▸ Work request
Write out again only the lines running from the one that contains "Task: kindly identify the fuzzy" to the end of the records below, including both the first and the last.

-------- Dataset --------

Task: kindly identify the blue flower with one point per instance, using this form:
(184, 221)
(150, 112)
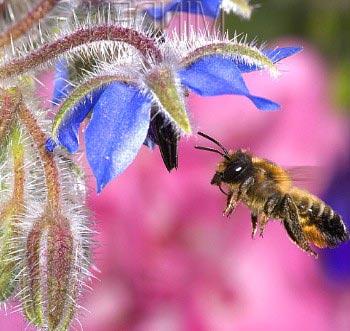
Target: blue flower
(121, 113)
(210, 8)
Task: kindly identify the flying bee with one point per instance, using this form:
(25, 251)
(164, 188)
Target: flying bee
(267, 190)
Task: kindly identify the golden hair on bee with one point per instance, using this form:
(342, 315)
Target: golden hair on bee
(268, 191)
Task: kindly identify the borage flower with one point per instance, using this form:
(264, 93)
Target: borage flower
(210, 8)
(121, 98)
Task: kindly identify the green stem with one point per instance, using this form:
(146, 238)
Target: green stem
(49, 164)
(244, 52)
(50, 51)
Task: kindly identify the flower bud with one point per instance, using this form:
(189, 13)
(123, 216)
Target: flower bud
(163, 84)
(50, 283)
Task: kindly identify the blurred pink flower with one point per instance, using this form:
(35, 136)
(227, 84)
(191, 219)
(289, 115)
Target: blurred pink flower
(171, 262)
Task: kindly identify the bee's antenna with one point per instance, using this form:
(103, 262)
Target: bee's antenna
(214, 141)
(210, 150)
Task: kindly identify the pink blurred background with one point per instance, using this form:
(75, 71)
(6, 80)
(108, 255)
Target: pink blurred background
(169, 261)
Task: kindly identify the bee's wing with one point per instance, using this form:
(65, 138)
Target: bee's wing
(311, 178)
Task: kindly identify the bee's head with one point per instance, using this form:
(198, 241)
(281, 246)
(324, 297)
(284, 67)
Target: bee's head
(234, 167)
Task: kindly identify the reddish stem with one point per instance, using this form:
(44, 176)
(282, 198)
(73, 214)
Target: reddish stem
(49, 164)
(32, 18)
(50, 51)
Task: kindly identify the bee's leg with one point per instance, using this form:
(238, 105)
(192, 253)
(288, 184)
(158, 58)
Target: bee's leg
(263, 221)
(254, 218)
(234, 196)
(292, 225)
(269, 207)
(232, 200)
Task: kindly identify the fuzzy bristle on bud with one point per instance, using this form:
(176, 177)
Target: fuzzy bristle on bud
(50, 283)
(169, 96)
(8, 233)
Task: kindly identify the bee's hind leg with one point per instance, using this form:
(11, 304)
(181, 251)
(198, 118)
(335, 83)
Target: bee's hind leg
(234, 196)
(269, 208)
(254, 218)
(292, 225)
(232, 200)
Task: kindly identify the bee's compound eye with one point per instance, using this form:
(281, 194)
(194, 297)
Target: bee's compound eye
(233, 172)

--------

▸ Solution to this problem
Task: kindly identify the fuzzy bristle on bud with one point per instance, using this form:
(176, 177)
Target: fuzzy bristle on bud
(50, 283)
(169, 96)
(8, 233)
Task: kindly identify the bee's hind leg with one point per instance, using this form:
(11, 304)
(181, 251)
(198, 118)
(335, 83)
Target: bee's hind leg
(234, 196)
(269, 208)
(254, 218)
(292, 225)
(232, 200)
Task: kindly identify the bee's compound eye with one point per instance, using this form:
(281, 194)
(194, 297)
Target: bee's compound eye
(233, 172)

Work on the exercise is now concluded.